## [Task A]
In the transcript, over what period does the counter thought say the Republican Party has completely remade itself ideologically?
## [Task B]
Write out the passage of the transcript that starts at "Starting point is 01:14:13" and continues up to and including "of a party.".

## [Text passage]
######

Starting point is 01:13:10 The question, though, the question, will there still be a two-party system for 2038? I think there is a possibility that we are going to lose one of the major parties. I actually do. It's something that almost never happens, but then it does, right? It does happen. And I think, you know, it is possible that we are watching the end of the Democrat Party. And I think that this is, I mean, I'm watching how much, you know, somebody, asked this. I asked it on my show was why would you have somebody? Oh, and Tucker Carson also said
Starting point is 01:13:41 that why would you have people who hate this country govern the country? I mean, it doesn't make any sense. If there were one reporter still left in the country, that's the question I would ask. If you think we're running concentration camps, if you think we're Nazis, if you think the Betsy Ross flag is, you know, a sign of white supremacy, if you think our history is just, why would we let you run the place? You know, I mean, why would do that? It would be, it's insane. It's like, It's like marrying somebody who hates you. People do do that, but it's a very small number of people. Ultimately, you want somebody who loves the country to run the country.
Starting point is 01:14:13 And I think the Democrats may be finished. Let me offer a counter. Yeah. I'm not saying this is what I believe, but it's just a counter thought. We could also be watching the end of the Republican Party. The Republican Party has completely remade itself ideologically over the last 24 months. I mean, as rapid a change as has happened in my lifetime in terms of, of a shift in the ideological center of a party.

######

## [Dataset]

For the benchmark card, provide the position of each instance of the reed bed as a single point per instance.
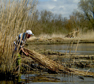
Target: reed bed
(15, 18)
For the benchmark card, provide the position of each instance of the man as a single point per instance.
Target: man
(19, 44)
(21, 40)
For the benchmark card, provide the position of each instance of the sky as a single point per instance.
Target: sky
(63, 7)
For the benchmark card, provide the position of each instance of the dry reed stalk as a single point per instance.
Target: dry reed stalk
(54, 66)
(14, 20)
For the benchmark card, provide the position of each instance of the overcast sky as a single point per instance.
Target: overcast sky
(63, 7)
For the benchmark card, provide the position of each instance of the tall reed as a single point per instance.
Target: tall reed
(14, 18)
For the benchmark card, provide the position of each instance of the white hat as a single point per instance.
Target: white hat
(29, 32)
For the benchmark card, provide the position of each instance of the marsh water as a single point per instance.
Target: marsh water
(39, 77)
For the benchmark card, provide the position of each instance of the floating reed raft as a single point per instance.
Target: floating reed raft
(54, 66)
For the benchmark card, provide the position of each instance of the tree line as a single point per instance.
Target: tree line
(45, 22)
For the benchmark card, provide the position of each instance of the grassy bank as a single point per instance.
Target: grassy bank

######

## [Exercise output A]
Over the last 24 months.

## [Exercise output B]
Starting point is 01:14:13 And I think the Democrats may be finished. Let me offer a counter. Yeah. I'm not saying this is what I believe, but it's just a counter thought. We could also be watching the end of the Republican Party. The Republican Party has completely remade itself ideologically over the last 24 months. I mean, as rapid a change as has happened in my lifetime in terms of, of a shift in the ideological center of a party.